-- Start Task input --
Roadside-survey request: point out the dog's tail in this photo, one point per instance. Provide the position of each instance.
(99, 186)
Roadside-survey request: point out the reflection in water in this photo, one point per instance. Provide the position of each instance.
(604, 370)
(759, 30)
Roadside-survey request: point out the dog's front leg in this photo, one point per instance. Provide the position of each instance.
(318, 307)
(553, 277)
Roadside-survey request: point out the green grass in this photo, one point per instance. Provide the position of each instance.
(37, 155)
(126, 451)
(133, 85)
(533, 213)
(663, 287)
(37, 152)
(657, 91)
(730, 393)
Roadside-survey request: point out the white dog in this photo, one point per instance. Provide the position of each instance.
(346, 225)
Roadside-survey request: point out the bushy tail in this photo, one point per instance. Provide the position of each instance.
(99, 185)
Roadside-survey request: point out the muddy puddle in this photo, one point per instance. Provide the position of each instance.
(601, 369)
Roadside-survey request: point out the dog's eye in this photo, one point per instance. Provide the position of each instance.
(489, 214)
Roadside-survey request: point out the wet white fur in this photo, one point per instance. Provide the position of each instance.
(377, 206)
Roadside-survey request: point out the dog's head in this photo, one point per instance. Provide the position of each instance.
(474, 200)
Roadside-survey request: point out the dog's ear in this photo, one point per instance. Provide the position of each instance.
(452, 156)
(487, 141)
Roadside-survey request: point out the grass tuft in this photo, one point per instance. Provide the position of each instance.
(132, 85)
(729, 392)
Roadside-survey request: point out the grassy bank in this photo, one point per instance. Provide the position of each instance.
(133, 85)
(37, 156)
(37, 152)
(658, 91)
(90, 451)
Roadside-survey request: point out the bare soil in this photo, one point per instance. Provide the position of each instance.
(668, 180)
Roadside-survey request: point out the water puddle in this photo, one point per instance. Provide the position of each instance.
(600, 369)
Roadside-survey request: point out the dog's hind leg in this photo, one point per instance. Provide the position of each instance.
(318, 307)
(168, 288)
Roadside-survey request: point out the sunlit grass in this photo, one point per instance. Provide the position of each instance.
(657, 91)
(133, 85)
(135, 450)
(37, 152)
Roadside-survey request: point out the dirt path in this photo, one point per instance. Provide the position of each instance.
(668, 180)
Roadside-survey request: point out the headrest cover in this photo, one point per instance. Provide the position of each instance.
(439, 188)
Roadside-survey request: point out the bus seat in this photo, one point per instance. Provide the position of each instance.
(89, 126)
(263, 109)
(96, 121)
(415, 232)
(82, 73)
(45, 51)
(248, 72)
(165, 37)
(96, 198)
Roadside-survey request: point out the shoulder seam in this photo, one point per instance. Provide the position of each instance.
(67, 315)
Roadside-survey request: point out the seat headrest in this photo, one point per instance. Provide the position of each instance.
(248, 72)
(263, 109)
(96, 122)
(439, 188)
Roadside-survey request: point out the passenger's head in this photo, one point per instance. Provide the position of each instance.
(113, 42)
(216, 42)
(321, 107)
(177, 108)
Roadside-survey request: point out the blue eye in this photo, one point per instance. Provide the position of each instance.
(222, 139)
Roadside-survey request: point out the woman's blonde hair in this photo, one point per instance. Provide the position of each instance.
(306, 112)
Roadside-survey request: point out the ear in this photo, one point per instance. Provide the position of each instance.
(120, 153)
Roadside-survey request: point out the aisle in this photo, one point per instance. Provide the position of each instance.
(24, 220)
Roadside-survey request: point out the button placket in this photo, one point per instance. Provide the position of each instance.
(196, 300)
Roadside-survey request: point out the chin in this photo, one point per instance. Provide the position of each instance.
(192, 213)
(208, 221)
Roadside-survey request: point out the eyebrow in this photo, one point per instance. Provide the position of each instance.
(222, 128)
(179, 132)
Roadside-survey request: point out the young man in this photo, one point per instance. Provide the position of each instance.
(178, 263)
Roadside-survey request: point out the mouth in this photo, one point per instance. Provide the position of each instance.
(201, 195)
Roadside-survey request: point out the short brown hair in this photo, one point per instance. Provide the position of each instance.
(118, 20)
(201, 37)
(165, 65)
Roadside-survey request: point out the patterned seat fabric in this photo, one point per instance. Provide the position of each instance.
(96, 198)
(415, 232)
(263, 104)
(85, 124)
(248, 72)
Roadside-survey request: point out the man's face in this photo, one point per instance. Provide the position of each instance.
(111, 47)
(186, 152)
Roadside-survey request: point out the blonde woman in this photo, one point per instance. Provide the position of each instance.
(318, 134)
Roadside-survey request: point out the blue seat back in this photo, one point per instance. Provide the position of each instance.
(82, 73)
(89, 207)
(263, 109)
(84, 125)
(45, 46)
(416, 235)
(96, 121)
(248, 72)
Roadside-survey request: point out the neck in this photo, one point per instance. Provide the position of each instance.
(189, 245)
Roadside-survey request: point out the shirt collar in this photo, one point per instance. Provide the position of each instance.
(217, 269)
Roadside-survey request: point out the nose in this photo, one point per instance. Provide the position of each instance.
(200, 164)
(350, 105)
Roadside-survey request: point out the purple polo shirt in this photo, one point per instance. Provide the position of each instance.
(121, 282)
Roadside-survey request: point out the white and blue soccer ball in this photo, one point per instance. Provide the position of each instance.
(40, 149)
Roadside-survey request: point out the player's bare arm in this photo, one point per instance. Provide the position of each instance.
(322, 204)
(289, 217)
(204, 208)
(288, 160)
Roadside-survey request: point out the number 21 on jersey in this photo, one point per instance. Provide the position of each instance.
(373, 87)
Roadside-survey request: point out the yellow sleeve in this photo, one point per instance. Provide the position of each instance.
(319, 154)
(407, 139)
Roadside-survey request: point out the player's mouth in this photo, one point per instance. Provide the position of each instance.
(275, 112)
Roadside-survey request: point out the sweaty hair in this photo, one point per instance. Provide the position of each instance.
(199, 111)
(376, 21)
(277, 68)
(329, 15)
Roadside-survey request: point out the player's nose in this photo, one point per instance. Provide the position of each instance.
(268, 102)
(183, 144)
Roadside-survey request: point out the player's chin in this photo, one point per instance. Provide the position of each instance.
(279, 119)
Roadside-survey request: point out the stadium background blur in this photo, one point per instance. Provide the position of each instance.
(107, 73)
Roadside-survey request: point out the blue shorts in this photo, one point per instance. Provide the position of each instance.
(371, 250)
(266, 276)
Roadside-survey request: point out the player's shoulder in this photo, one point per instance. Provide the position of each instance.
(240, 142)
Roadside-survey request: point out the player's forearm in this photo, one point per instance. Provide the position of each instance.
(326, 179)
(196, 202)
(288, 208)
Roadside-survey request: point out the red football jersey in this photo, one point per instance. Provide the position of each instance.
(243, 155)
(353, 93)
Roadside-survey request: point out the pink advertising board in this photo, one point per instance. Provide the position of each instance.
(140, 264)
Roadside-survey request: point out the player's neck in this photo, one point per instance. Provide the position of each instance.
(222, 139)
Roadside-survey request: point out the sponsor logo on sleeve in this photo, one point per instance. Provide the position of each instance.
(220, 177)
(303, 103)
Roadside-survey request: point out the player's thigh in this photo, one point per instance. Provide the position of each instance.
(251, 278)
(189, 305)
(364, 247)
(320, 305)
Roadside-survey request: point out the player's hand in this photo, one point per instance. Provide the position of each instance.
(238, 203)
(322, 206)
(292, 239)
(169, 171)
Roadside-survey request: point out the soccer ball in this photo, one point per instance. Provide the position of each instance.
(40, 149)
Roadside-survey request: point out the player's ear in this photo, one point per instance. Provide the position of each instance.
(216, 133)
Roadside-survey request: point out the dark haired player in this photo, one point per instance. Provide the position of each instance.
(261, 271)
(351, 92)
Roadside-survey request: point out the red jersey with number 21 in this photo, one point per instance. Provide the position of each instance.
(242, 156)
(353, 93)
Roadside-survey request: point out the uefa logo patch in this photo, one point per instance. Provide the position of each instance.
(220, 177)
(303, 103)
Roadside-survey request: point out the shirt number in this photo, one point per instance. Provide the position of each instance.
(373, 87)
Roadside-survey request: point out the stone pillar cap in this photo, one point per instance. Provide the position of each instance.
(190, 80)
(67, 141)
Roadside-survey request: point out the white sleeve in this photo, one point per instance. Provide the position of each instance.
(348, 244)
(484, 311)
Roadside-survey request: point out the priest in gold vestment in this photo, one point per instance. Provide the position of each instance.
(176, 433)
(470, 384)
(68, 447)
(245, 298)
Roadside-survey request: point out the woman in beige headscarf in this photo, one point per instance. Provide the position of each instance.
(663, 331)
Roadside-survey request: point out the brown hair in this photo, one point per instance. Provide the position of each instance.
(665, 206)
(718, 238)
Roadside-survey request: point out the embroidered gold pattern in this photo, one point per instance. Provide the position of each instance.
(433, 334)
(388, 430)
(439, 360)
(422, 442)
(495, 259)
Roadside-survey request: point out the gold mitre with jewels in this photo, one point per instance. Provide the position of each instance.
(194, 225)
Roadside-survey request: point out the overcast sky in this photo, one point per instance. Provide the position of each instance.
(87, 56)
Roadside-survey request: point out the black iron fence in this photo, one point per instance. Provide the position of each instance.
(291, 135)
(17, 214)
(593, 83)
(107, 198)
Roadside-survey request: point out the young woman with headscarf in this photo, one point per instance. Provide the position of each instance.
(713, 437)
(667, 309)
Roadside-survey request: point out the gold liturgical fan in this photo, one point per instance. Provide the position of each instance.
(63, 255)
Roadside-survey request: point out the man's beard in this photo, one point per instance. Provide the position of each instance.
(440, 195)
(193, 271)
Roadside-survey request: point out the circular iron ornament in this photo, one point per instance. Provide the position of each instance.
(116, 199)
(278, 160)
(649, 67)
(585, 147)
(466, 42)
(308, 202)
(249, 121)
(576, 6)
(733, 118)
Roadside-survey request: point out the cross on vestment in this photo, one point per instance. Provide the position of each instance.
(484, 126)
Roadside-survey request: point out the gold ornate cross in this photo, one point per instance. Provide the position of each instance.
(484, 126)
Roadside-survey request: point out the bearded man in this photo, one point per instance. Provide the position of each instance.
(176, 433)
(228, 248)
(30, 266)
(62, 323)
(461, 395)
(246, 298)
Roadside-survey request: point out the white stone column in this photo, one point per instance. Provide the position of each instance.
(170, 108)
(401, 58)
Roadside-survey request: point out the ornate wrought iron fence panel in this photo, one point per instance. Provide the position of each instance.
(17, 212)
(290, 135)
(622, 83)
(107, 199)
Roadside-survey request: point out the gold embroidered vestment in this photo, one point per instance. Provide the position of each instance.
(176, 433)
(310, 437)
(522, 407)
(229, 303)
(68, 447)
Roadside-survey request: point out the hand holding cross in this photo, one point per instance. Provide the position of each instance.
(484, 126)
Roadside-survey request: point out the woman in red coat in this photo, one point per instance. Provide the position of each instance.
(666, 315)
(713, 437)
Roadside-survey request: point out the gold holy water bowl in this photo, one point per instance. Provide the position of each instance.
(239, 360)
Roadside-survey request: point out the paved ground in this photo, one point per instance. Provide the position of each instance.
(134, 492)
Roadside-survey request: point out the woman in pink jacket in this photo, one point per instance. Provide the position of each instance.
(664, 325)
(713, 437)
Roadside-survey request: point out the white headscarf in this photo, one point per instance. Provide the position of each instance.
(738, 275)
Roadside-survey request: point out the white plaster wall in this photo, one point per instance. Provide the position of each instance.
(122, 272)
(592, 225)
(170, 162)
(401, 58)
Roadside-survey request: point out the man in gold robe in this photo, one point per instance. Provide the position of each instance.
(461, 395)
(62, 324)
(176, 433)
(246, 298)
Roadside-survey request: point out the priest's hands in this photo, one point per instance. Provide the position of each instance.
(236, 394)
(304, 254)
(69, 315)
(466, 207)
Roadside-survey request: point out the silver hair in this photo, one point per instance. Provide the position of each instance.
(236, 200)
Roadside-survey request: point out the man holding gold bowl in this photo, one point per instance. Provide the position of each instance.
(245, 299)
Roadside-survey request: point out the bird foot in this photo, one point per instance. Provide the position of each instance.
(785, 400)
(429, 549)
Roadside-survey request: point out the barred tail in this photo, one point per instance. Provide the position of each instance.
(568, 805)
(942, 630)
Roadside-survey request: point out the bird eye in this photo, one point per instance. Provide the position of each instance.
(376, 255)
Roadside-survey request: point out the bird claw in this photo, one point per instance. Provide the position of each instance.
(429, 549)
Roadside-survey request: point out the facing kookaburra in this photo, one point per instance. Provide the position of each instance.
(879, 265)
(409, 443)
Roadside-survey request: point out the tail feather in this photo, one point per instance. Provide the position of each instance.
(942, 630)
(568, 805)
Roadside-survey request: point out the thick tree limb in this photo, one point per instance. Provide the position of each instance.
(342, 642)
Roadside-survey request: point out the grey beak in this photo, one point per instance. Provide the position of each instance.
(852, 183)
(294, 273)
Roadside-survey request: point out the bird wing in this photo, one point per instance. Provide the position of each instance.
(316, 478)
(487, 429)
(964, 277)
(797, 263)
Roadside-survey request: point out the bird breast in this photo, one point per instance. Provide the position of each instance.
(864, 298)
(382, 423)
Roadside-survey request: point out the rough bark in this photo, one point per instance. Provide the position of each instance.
-- End Task input --
» **Given instruction**: Quote exactly and only the lines from the one holding "Roadside-survey request: point out the facing" through the end of the data.

» **The completed task**:
Roadside-survey request: point out the facing kookaburra in this photo, one point per instance. Provide the position of each instance.
(879, 265)
(409, 443)
Roadside-survey request: point out the tail feather in this photo, one point per instance. Provide the position of each instance.
(942, 630)
(568, 805)
Roadside-survey request: point out the thick tree limb in this photo, one point per instance. Provide the position of each instance.
(342, 642)
Roadside-survey request: point out the grey beak in this photo, one point per instance. Provide the position of each instance.
(852, 183)
(294, 273)
Roadside-survey request: point out the bird wing in this photo, one point per instance. Provide the position of each instance.
(316, 478)
(487, 429)
(964, 277)
(797, 263)
Roadside-survey request: point out the bird breast in this photo, one point per instance. Provide the position of each instance.
(864, 298)
(382, 423)
Roadside-survey request: point out the rough bark in this photo, one point per instance. Provide the position of each instance.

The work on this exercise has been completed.